Réalisateur : Trần Anh Hùng
Avec : Juliette Binoche, Benoît Magimel, Emmanuel Salinger, Galatea Bellugi,…
Distributeur : Gaumont Distribution
Budget : -
Genre : Drame, Historique, Romance.
Nationalité : Français
Durée : 2h14min

Synopsis :
Eugénie, cuisinière hors pair, est depuis 20 ans au service du célèbre gastronome Dodin. Au fil du temps, de la pratique de la gastronomie et de l'admiration réciproque est née une relation amoureuse. De cette union naissent des plats tous plus savoureux et délicats les uns que les autres qui vont jusqu’à émerveiller les plus grands de ce monde. Pourtant, Eugénie, avide de liberté, n’a jamais voulu se marier avec Dodin. Ce dernier décide alors de faire quelque chose qu’il n’a encore jamais fait : cuisiner pour elle.

──────────

■ **Exercice proposé 1**
Reproduisez à l'identique le passage de la fiche du film qui commence par « Réalisateur : Trần » et se poursuit jusqu'à « cuisiner pour elle. ».
■ **Exercice proposé 2**
D'après la fiche du film, depuis combien de temps Eugénie est-elle au service de Dodin ?
■ **Exercice proposé 3**
Poursuivez la fiche du film sur Eugénie et Dodin à partir de sa dernière phrase.
Les lignes présentées plus loin n'ont aucun rôle dans ce travail.

──────────

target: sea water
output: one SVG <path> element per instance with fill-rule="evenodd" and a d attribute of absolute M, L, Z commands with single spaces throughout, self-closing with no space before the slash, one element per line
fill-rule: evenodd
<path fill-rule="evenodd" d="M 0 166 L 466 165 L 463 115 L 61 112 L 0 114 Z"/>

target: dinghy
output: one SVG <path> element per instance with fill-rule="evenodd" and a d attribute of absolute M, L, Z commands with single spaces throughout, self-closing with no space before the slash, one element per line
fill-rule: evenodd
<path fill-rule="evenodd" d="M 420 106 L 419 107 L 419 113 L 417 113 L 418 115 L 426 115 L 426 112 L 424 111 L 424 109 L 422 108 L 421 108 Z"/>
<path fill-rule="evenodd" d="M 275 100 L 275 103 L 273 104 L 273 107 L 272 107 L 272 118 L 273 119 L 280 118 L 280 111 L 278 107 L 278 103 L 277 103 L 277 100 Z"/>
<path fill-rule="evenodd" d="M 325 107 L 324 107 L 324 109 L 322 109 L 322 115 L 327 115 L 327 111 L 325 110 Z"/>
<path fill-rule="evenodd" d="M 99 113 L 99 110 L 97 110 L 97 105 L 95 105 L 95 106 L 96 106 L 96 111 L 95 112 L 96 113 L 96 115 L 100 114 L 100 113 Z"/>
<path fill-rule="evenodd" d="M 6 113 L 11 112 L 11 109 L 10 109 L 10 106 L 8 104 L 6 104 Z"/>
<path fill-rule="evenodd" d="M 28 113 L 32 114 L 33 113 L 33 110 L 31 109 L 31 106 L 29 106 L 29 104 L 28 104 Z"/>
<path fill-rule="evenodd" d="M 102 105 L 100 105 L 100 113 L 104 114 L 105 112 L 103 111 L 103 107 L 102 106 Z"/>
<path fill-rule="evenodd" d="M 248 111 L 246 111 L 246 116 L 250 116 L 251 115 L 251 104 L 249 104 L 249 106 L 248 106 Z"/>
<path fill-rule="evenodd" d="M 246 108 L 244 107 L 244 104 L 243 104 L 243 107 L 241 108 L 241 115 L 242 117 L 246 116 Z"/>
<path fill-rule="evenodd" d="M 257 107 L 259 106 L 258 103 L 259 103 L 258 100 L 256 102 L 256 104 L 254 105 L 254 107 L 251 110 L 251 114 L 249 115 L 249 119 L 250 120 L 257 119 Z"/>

──────────

■ **Réponse rédigée 1**
Réalisateur : Trần Anh Hùng
Avec : Juliette Binoche, Benoît Magimel, Emmanuel Salinger, Galatea Bellugi,…
Distributeur : Gaumont Distribution
Budget : -
Genre : Drame, Historique, Romance.
Nationalité : Français
Durée : 2h14min

Synopsis :
Eugénie, cuisinière hors pair, est depuis 20 ans au service du célèbre gastronome Dodin. Au fil du temps, de la pratique de la gastronomie et de l'admiration réciproque est née une relation amoureuse. De cette union naissent des plats tous plus savoureux et délicats les uns que les autres qui vont jusqu’à émerveiller les plus grands de ce monde. Pourtant, Eugénie, avide de liberté, n’a jamais voulu se marier avec Dodin. Ce dernier décide alors de faire quelque chose qu’il n’a encore jamais fait : cuisiner pour elle.

■ **Réponse rédigée 2**
Depuis 20 ans.

■ **Réponse rédigée 3**
Critique :


Reparti de Cannes 2023 avec le prix de la mise en scène, le nouveau long métrage de Trần Anh Hùng, La passion de Dodin Bouffant, a souvent été réduit à une histoire de pot-au-feu dans les critiques. Adapté du roman de Marcel Rouff La vie et la passion de Dodin Bouffant, publié en 1924, le film est, sans ambages, un hommage à la cuisine française, mélange de plaisir et de savoir-faire.

Copyright Stéphanie Branchu - 2023 CURIOSA FILMS – GAUMONT – FRANCE 2 CINÉMA


Avec un nom pareil, Dodin Bouffant, le personnage ne pouvait être qu’un gourmet dont la vie tourne autour de la nourriture, surtout quand il s’agit de la manger. Le nom exprime un imaginaire grossier, une caricature du noble français qui ne ferait rien d’autre de ses journées que de manger. Comment Trần Anh Hùng, dont la filmographie est parsemée de délicatesse, a-t-il eu l’idée de mettre en image ce bon vivant français ? La recette semble bancale, peu propice à contenter nos papilles visuelles. Et pourtant, la magie opère.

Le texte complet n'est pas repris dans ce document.